-------- SUPPLIED RECORDS --------
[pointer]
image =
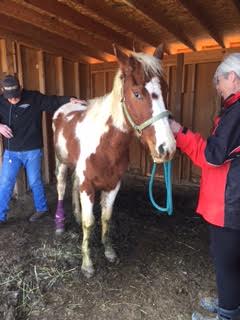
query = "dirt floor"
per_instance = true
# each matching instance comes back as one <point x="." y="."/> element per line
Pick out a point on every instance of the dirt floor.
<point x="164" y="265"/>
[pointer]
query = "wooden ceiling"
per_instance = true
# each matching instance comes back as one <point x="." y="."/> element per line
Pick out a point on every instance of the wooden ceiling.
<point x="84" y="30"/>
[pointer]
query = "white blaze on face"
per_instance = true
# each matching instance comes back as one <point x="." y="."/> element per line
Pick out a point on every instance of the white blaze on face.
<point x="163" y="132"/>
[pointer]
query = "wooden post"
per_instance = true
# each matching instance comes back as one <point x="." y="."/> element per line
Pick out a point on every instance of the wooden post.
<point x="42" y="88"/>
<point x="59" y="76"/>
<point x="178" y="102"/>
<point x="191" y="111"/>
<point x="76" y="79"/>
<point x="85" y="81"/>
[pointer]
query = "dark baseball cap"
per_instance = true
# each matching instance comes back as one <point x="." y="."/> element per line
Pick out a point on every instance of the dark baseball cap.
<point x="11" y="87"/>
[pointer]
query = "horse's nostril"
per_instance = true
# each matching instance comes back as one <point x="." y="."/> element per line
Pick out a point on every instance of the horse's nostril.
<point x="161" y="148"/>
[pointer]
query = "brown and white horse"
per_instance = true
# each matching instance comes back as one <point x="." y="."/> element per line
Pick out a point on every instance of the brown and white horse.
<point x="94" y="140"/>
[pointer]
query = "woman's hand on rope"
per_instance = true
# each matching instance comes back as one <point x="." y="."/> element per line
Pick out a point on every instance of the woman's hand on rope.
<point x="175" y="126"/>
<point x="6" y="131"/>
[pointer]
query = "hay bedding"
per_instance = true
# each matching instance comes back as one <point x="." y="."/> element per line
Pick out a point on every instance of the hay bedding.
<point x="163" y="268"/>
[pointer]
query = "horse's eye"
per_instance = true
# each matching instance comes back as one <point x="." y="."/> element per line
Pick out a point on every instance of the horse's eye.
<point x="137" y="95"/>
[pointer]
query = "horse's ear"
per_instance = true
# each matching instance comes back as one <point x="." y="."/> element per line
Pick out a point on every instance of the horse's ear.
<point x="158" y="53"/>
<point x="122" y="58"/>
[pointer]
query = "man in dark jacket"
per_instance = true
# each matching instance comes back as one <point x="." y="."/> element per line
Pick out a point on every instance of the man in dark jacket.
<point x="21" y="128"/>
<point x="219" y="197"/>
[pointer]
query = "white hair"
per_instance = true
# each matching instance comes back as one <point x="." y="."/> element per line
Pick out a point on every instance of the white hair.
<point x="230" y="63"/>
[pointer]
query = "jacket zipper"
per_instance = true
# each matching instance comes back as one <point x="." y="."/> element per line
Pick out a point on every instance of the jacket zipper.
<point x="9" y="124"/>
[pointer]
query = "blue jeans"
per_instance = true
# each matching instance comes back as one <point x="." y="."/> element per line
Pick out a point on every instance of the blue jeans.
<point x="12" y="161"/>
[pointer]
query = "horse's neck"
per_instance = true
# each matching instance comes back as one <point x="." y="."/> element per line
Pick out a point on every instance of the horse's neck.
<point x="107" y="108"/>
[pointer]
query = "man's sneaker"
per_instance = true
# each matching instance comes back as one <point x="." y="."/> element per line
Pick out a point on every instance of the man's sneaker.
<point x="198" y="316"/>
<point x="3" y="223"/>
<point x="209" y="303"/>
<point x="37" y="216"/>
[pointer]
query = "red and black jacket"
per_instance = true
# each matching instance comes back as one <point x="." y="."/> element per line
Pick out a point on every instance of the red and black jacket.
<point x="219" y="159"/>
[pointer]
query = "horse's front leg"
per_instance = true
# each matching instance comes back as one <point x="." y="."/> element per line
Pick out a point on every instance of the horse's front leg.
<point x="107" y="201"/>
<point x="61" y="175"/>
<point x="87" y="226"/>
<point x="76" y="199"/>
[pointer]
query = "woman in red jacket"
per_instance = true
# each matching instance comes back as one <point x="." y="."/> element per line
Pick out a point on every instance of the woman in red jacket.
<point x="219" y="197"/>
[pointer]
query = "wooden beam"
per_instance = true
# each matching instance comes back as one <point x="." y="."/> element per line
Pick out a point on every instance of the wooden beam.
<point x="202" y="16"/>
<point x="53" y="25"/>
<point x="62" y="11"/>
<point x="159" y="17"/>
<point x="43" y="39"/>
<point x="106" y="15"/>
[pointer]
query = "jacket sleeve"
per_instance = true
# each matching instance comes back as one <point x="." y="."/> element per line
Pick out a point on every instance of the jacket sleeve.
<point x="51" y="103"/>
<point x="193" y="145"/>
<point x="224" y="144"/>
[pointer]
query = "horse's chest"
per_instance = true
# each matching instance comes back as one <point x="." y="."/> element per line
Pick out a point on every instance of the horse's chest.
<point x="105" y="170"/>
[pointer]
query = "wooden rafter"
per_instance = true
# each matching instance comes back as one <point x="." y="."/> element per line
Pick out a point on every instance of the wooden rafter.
--------
**WHAT IS REQUIRED:**
Check each line above for the string "rafter" and copy those that have it.

**RESULT:**
query = "wooden rafter"
Pick out a point on every instance of the wooden rafter.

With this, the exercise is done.